> **PROVIDED RECORDS**
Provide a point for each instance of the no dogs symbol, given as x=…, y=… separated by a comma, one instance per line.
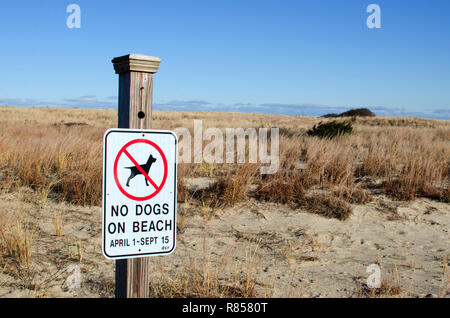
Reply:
x=140, y=169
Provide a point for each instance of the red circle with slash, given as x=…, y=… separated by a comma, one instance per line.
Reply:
x=123, y=150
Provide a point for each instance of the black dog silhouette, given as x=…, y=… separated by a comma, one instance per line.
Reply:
x=134, y=171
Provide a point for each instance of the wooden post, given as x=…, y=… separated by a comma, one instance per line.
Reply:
x=135, y=111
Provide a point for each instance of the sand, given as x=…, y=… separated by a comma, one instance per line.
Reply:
x=285, y=252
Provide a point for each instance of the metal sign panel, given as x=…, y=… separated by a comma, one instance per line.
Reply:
x=139, y=193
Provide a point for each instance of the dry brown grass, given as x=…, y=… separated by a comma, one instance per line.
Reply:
x=16, y=238
x=203, y=278
x=58, y=153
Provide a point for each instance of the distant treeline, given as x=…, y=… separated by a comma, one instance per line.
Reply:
x=361, y=112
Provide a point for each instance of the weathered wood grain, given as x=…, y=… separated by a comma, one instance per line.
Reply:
x=135, y=111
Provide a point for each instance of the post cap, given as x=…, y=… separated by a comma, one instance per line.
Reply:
x=136, y=63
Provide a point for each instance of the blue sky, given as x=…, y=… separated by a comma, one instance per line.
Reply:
x=305, y=57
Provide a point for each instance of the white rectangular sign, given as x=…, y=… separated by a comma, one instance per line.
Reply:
x=139, y=193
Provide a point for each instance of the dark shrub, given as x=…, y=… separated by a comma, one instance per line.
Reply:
x=331, y=129
x=359, y=112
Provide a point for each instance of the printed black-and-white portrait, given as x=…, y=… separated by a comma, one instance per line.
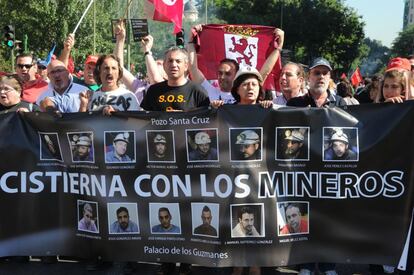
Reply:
x=205, y=219
x=120, y=147
x=88, y=219
x=161, y=146
x=247, y=220
x=202, y=145
x=340, y=144
x=50, y=147
x=292, y=143
x=81, y=146
x=292, y=218
x=123, y=218
x=246, y=144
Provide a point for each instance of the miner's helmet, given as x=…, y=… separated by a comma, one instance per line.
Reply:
x=339, y=135
x=202, y=138
x=159, y=139
x=83, y=141
x=247, y=137
x=122, y=137
x=294, y=135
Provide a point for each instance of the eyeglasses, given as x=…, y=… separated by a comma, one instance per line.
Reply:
x=27, y=66
x=57, y=71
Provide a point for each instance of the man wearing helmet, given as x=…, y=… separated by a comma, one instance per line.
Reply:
x=339, y=147
x=203, y=151
x=160, y=147
x=120, y=145
x=249, y=145
x=294, y=141
x=82, y=149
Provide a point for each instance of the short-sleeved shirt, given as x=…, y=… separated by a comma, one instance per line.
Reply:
x=33, y=89
x=121, y=99
x=161, y=97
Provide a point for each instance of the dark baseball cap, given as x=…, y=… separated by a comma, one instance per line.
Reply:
x=320, y=61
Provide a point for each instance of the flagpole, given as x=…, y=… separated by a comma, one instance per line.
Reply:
x=83, y=15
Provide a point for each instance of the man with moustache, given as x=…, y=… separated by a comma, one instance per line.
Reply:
x=228, y=68
x=62, y=94
x=177, y=93
x=318, y=95
x=26, y=71
x=292, y=79
x=123, y=224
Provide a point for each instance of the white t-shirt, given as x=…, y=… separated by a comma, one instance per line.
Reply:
x=216, y=94
x=121, y=99
x=73, y=88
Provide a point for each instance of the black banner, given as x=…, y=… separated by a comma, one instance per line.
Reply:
x=238, y=186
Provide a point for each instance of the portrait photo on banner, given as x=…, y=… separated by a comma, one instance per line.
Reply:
x=50, y=146
x=160, y=146
x=202, y=145
x=292, y=143
x=123, y=218
x=246, y=144
x=88, y=217
x=247, y=220
x=120, y=147
x=205, y=219
x=292, y=218
x=81, y=146
x=340, y=144
x=165, y=218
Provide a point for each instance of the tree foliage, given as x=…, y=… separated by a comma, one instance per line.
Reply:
x=376, y=59
x=403, y=45
x=312, y=27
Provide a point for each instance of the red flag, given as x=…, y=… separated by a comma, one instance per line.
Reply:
x=356, y=77
x=249, y=45
x=166, y=11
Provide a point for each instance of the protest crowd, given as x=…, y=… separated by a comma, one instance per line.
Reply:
x=106, y=86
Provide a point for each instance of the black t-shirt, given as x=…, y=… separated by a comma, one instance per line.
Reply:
x=22, y=104
x=161, y=97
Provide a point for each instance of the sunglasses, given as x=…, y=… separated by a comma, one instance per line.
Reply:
x=27, y=66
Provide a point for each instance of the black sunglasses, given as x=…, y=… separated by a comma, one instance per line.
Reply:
x=27, y=66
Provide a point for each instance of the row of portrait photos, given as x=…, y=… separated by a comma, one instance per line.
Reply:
x=202, y=145
x=246, y=220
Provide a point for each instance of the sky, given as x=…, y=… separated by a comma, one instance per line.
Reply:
x=383, y=18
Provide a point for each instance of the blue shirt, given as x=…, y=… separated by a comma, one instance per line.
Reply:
x=66, y=103
x=159, y=229
x=131, y=228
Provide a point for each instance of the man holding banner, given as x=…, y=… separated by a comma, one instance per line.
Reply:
x=228, y=67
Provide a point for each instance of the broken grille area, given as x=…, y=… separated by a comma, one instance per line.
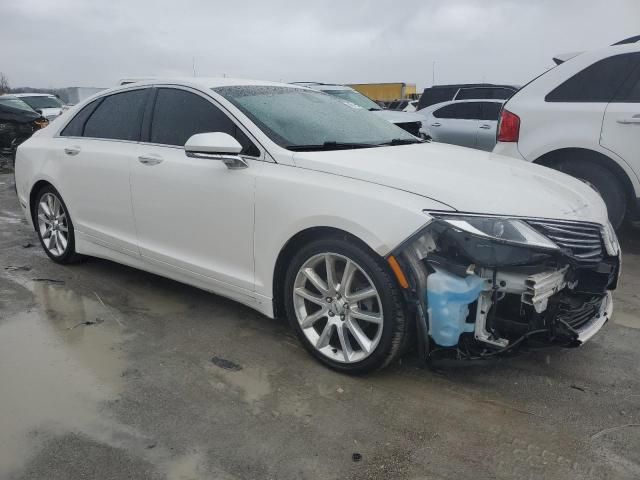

> **EXERCISE AIM**
Set down verbatim the lines of the entries above, from the line holding "Provide a point for each instance of the tree" through the line holding "x=106, y=86", inclusive.

> **COMPLETE OUTPUT**
Provide a point for each instance of the tree foliage, given as x=…, y=… separated by a comma, one instance per line.
Reply:
x=376, y=59
x=403, y=45
x=312, y=27
Provide a point for each instance of the red flag, given as x=…, y=… separated by a comma, one instance per line.
Reply:
x=356, y=77
x=249, y=45
x=166, y=11
Provide a point for each instance of the protest crowd, given as x=…, y=… separated by a comma, one instance per line.
Reply:
x=106, y=86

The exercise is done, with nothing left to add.